What is asked ::
Render the listing below as a JSON list of strings, one string per line, leaving out blank lines and the pictures.
■ ■ ■ ■ ■ ■ ■
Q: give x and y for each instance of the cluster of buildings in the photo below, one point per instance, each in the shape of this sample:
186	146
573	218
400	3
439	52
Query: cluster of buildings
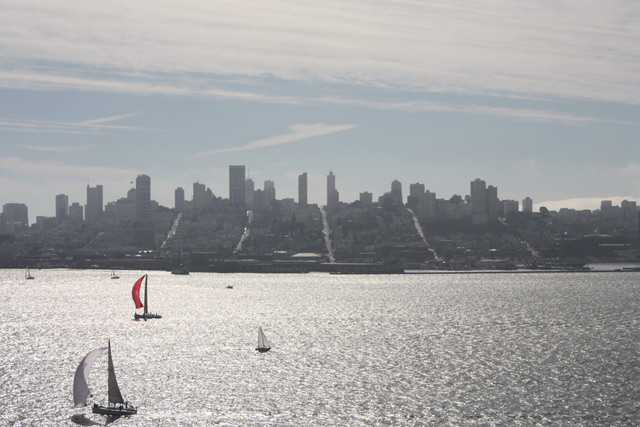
417	229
■ ■ ■ ■ ■ ■ ■
Result of the task ::
[
  "Q: give x and y for each instance of the cluster of buildings in the photo below, one point per instance, each in the shape of this sample:",
  "186\t146",
  "573\t218",
  "400\t3",
  "439\t52",
  "Query: cluster of buildings",
  "417\t229"
]